_Records supplied_

((

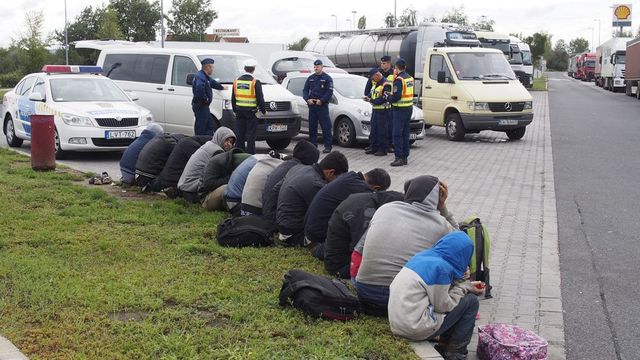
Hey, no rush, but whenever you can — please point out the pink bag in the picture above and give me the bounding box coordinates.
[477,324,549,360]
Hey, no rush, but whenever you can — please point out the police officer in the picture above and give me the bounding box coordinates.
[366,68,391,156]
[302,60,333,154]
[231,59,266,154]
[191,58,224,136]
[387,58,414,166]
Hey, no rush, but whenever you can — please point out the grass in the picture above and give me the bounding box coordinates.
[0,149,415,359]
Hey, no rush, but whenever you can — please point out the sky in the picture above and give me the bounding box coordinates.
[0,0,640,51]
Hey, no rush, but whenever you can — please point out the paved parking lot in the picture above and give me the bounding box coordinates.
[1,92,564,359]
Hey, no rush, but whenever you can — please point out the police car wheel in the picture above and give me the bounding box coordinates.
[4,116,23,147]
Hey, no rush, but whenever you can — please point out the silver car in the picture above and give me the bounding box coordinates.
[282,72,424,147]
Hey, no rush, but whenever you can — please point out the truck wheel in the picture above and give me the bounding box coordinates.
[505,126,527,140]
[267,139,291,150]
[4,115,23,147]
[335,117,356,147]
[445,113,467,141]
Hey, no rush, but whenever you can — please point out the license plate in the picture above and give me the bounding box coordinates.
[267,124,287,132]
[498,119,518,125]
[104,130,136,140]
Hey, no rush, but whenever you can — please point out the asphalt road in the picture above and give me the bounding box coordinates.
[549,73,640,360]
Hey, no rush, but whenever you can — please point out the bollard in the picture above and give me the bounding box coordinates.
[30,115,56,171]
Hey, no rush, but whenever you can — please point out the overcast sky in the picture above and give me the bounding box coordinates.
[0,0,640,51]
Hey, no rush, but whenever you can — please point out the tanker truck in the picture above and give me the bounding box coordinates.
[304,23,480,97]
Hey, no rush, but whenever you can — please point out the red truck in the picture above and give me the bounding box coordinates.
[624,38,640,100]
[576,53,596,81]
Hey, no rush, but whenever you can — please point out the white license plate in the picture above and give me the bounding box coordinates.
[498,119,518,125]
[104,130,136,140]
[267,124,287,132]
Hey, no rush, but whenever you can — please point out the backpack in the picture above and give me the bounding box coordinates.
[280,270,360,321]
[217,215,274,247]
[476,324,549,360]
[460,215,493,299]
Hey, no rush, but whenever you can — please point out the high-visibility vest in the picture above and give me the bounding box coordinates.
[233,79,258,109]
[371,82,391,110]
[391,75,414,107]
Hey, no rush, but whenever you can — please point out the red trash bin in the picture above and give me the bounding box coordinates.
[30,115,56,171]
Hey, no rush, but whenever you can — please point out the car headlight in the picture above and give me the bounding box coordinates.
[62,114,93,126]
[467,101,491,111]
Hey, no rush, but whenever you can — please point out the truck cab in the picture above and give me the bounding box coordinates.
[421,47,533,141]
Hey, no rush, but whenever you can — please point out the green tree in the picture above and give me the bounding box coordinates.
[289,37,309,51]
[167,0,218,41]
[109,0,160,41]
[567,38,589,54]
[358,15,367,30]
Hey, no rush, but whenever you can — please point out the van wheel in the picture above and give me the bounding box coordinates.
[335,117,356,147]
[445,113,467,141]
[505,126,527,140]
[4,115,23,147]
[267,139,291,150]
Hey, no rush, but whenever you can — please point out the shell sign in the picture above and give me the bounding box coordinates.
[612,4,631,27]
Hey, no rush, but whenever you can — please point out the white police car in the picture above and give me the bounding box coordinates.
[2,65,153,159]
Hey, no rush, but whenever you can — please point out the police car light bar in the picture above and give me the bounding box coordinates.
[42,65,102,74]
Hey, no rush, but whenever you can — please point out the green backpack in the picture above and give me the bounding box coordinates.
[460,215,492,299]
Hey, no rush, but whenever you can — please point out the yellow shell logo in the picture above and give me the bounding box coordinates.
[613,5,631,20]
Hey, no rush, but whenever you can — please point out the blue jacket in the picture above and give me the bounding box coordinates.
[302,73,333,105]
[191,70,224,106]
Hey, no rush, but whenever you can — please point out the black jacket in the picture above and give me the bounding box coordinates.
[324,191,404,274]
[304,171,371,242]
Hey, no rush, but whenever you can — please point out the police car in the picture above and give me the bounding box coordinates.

))

_What the exercise asks_
Substitute "box coordinates" for every occurrence of "bounding box coordinates" in the records above, leaving everything else unchanged, and reproduce them in full without the pictures.

_Task response_
Hey, no rush, but whenever you can — please point out the pink bag in the picture above and give me the box coordinates.
[477,324,549,360]
Hey, no rush, but whenever you can — please point out the police officer in the picture above and give me the box coordinates.
[366,68,391,156]
[302,60,333,154]
[231,59,266,154]
[191,58,224,136]
[387,58,414,166]
Hey, no rush, but whenever you can — please point out the grass in the picture above and give me the box coordinates.
[0,149,415,359]
Hey, no rush, but whenever you can — please point out the sky in the picture above and give me the box coordinates.
[0,0,640,51]
Hey, no rush, but whenever you can — please point out the paved parking lot in the picture above and give me the box coordinates.
[1,92,564,359]
Hey, no rush, but whenever you can — please point out the police car wheel in the picture above and give me the box coordinates.
[4,116,23,147]
Hey, no rush, but whenever you can — please point out the silver car in the picture above and give me the box coordinates.
[282,72,424,147]
Hey, no rush, but whenever you can — please point out the truck wheel in the picture above and give me the box coordinates.
[505,126,527,140]
[267,139,291,150]
[4,115,23,147]
[335,117,356,147]
[445,113,467,141]
Hey, no rush, but whenever you can — please point out the license plate in the picture above and give me the box coordinates.
[267,124,287,132]
[498,119,518,125]
[104,130,136,140]
Hey, no rush, but whenever you can — please point out the asphalt road in the picture above and give me the box coordinates.
[549,73,640,360]
Hey, no rush, but whenever you can — please point out the bollard in the picture above and give me the box coordinates.
[30,115,56,171]
Hey, no rush, but whenever you can — please point out the overcast sky in the picture above and give me the box coordinates.
[0,0,640,51]
Hey, no rush, but whenever you can — please point out the tanker truck in the picture above and give me the box coordinates.
[304,23,480,97]
Hey, no rush, but whenever you can — please point out the red truck in the picture above and give me the box coordinates.
[624,38,640,100]
[576,53,596,81]
Hey, no rush, but whenever you can — please point out the white license plate in the picture above and give me the box coordinates.
[498,119,518,125]
[104,130,136,140]
[267,124,287,132]
Hey, no rush, but whenever you can — please point out the backpack in the picture above and give me the box coordinates.
[280,270,360,321]
[217,215,274,247]
[476,324,549,360]
[460,215,493,299]
Hey, no rush, but whenever you can — please point out the high-visibility vest in the picture above and give me the box coordinates.
[233,79,258,109]
[371,82,391,110]
[391,75,414,107]
Hey, no rush, but whenever you can — please point out the red trash bin in the picture above and give me the box coordinates.
[30,115,56,171]
Hey, no rush, but whenever you can — please point out the car headlight in the picture above and give me the box coordinates.
[62,114,93,126]
[467,101,491,111]
Hey, no rush, but whenever you can — please point out the truck cab in the picture above and give me the box coordinates.
[421,47,533,141]
Hey, no rush, but whenever you can — please point out the green tree in the picture above and give me the box coordinates.
[289,37,309,51]
[167,0,218,41]
[109,0,160,41]
[567,38,589,54]
[358,15,367,30]
Hey, no rush, but whenever you can — please point out the van wheel in the picture above and give me the box coordinates.
[335,117,356,147]
[445,113,467,141]
[505,126,527,140]
[4,115,23,147]
[267,139,291,150]
Hey, no rush, but whenever you can — please point out the shell sign in the picture above and give me the box coordinates.
[612,4,631,27]
Hey, no rush, but whenever you can — please point out the white police car in the picture above and give me the box coordinates.
[2,65,153,159]
Hey, no rush, but whenever you can — please point out the police car light bar in the picture above and give me the box coordinates.
[42,65,102,74]
Hey, no rush, but whenever you can — please point out the green backpack in the picture above and give me the box coordinates.
[460,215,492,299]
Hey, no rush, but whenever you can — please point out the yellow shell logo in the picture above and give me the box coordinates.
[613,5,631,20]
Hey, no rush, but whenever you can — please point out the blue jacket in the picture above and give me the box coordinates.
[302,73,333,105]
[191,70,224,106]
Hey, no rush, but whenever you can — please point out the black jacket in the picture above and give me the box coordinates.
[324,191,404,274]
[304,171,371,242]
Hey, no rush, but whenever you can — please point out the police car in the picture above and give me the box coordinates.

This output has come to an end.